EXCERPTED TEXT.

In 2015, 11.2% of Madison households were without a car, which was unchanged in 2016. The national average was 8.7% in 2016. Madison averaged 1.5 cars per household in 2016, compared to a national average of 1.8 per household.

Railways

Passenger train service between Madison and Chicago on the Sioux and the Varsity was provided by the Chicago, Milwaukee, St. Paul and Pacific Railroad (Milwaukee Road) until 1971. The Chicago and North Western Railway also provided service to the east side of Madison, ending in 1965. A high-speed rail route from Chicago through Milwaukee and Madison to Minneapolis–Saint Paul, Minnesota, was proposed as part of the Midwest Regional Rail Initiative. Funding for the railway connecting Madison to Milwaukee was approved in January 2010, but then Governor-elect Scott Walker's opposition to the project led the Federal Railroad Administration to retract the $810 million in funding and reallocate it to projects in other states. Plans to establish Amtrak service within the city of Madison were revived in 2021, pending federal legislative action, Madison is again slated to receive a rail link to Chicago via Milwaukee, likely with an expansion of the Hiawatha Service. Longer-term plans include a connection to the Twin Cities, potentially via Eau Claire; however, this has not been officially established at this time.  The city is served by the Columbus Amtrak station  to the northeast with once daily trains to Chicago, Portland, OR and Seattle, WA and stops in between via the Empire Builder route. While located outside of the city proper, the station is listed on Amtrak timetables as Madison's official stop in addition to thruway bus services within the city.

LISTED RECORDS.
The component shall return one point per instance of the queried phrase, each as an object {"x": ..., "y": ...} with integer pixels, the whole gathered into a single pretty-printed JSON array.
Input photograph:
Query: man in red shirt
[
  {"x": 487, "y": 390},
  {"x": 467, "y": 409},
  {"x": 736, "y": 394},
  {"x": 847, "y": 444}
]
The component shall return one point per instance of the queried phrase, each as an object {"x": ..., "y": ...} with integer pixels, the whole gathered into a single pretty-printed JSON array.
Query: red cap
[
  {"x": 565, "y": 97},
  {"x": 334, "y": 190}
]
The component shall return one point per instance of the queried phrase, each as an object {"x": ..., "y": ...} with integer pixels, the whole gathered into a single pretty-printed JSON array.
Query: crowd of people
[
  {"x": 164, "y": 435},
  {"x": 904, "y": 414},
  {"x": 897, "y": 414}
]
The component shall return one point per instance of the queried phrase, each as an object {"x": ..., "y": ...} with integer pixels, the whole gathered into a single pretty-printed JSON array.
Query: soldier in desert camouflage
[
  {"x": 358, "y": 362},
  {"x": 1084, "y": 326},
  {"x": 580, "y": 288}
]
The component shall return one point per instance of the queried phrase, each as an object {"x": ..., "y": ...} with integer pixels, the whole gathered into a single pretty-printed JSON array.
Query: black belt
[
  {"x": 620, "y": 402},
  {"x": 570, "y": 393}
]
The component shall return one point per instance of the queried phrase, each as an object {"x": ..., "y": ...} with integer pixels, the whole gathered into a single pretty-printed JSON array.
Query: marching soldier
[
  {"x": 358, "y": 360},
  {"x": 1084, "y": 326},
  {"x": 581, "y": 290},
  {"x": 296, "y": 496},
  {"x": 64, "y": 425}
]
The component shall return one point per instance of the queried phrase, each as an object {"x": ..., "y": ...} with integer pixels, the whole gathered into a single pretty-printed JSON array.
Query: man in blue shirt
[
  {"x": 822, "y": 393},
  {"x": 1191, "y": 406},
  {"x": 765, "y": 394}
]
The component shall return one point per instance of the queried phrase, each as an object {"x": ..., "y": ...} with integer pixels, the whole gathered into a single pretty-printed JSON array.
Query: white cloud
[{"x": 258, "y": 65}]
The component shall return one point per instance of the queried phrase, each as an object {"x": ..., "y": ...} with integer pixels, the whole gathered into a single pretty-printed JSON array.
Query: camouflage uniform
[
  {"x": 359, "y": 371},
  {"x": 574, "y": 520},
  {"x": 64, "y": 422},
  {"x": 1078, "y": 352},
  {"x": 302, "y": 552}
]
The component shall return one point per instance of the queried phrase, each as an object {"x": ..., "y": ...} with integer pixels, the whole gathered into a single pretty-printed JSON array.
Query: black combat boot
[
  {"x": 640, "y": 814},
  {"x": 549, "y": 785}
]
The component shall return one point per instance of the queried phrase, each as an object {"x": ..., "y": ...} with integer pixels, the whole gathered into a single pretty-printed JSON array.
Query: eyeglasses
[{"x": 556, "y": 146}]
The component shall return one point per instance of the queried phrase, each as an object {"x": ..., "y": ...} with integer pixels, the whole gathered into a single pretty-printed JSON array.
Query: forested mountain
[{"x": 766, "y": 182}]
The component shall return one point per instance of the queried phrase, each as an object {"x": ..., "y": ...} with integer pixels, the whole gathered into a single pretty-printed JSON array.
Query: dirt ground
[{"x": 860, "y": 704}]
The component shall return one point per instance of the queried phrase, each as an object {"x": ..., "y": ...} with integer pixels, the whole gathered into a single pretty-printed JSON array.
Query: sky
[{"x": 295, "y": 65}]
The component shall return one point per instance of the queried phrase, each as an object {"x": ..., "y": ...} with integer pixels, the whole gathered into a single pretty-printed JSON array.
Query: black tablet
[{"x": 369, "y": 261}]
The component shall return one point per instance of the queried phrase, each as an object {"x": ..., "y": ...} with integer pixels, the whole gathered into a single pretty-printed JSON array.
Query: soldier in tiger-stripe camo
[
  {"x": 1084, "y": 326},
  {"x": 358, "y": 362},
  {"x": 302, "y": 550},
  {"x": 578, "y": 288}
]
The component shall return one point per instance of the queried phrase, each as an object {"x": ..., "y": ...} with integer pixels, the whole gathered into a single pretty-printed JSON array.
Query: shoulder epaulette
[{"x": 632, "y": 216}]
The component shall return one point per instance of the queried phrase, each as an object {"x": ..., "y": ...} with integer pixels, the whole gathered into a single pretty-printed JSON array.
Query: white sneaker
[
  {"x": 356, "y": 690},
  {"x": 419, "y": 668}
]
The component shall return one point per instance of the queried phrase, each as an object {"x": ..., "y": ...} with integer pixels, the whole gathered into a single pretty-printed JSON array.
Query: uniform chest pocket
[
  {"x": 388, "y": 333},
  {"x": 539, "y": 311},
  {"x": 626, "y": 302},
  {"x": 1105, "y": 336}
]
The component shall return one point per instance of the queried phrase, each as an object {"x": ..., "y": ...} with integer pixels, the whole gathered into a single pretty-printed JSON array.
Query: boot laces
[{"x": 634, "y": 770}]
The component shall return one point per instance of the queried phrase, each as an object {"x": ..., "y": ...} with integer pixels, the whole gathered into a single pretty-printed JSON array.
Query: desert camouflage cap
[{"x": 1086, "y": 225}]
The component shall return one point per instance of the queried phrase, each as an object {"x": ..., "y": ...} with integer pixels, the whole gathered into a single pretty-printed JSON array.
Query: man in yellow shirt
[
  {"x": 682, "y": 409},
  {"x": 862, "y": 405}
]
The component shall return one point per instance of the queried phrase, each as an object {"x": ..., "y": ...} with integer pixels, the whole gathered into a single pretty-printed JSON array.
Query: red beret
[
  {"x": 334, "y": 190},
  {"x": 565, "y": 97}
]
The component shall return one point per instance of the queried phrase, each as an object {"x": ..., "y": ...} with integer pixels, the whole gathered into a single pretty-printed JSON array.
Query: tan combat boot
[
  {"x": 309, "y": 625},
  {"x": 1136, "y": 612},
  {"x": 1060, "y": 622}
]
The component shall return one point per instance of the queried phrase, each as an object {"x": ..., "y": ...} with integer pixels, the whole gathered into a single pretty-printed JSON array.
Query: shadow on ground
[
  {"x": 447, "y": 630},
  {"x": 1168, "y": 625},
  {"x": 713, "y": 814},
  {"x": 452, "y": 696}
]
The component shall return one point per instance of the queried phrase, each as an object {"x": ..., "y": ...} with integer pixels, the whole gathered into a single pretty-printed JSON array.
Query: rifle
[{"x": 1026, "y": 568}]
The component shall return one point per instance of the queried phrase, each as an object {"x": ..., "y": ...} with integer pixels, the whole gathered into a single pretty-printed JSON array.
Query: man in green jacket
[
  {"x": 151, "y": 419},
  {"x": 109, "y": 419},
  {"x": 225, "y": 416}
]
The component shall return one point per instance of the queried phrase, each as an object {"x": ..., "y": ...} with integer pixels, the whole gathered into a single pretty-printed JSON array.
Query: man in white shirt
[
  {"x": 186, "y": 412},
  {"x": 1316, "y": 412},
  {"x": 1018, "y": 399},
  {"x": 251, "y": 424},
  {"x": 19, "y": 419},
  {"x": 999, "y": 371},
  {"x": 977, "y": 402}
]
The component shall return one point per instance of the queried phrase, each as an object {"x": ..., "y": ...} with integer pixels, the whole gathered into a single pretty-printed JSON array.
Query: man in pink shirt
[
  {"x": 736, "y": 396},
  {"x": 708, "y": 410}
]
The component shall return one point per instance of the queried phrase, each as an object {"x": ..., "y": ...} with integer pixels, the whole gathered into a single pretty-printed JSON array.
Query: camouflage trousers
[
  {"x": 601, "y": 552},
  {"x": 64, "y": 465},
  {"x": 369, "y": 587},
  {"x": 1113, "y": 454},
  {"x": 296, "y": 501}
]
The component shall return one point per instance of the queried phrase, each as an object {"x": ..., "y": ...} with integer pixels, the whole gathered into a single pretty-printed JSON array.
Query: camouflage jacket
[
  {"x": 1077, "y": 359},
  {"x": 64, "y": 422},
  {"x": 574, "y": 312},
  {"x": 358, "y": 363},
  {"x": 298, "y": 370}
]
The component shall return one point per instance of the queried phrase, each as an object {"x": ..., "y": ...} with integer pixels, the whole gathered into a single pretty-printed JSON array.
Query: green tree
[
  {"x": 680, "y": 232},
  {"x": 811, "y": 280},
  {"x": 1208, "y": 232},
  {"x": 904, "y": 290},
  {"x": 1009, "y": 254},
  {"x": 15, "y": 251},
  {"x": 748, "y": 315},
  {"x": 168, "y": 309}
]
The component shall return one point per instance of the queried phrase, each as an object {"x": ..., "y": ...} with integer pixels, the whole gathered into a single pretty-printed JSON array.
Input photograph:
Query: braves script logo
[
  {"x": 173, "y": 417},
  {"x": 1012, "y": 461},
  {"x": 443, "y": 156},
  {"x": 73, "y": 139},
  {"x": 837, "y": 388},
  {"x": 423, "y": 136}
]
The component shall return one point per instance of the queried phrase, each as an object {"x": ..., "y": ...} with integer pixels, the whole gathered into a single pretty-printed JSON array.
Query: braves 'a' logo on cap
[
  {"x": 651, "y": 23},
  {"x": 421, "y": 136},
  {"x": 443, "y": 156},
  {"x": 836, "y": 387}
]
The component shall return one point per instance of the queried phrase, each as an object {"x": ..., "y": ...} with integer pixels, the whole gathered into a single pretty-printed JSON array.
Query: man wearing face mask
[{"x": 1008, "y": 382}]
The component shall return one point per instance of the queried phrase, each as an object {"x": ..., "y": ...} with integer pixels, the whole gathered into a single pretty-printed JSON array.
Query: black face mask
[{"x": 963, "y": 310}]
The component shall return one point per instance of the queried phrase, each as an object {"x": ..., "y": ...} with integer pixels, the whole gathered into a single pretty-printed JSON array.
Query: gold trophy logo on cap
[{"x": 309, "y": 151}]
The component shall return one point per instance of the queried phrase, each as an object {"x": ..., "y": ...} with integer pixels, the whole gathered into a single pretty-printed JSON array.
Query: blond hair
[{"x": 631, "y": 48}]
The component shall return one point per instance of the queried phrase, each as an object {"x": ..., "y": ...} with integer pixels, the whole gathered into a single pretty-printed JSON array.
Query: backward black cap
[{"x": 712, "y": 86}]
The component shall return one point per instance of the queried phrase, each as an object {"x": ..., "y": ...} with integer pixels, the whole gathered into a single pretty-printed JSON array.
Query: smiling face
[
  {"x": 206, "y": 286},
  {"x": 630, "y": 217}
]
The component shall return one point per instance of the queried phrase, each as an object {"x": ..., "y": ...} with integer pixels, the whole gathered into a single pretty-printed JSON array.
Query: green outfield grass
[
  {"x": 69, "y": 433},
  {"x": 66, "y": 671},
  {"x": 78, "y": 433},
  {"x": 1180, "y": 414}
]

TASKS AND EXERCISES.
1/ Reproduce word for word everything from "In 2015, 11.2%" down to "1.8 per household." in the Madison transportation passage.
2/ Condense the paragraph of the Madison transportation passage that begins "Passenger train service between Madison and Chicago" into a bulleted list that keeps its main facts.

SOLUTION LIST.
1/
In 2015, 11.2% of Madison households were without a car, which was unchanged in 2016. The national average was 8.7% in 2016. Madison averaged 1.5 cars per household in 2016, compared to a national average of 1.8 per household.

2/
- The Milwaukee Road ran the Sioux and the Varsity between Madison and Chicago until 1971. The Chicago and North Western Railway served Madison's east side until 1965.
- The Midwest Regional Rail Initiative proposed a high-speed route from Chicago through Milwaukee and Madison to Minneapolis–Saint Paul.
- Funding for the Madison–Milwaukee link was approved in January 2010. Governor-elect Scott Walker opposed the project, so the Federal Railroad Administration withdrew the $810 million and gave it to projects in other states.
- Amtrak plans for Madison were revived in 2021. Pending federal legislative action, Madison is slated for a rail link to Chicago via Milwaukee, likely through an expansion of the Hiawatha Service.
- A longer-term connection to the Twin Cities, possibly via Eau Claire, has not been officially established.
- The city is currently served by the Columbus Amtrak station to the northeast. Once-daily Empire Builder trains run from there to Chicago, Portland, OR, and Seattle, WA, with stops in between.
- Although the Columbus station lies outside the city, Amtrak timetables list it as Madison's official stop, along with thruway bus services within the city.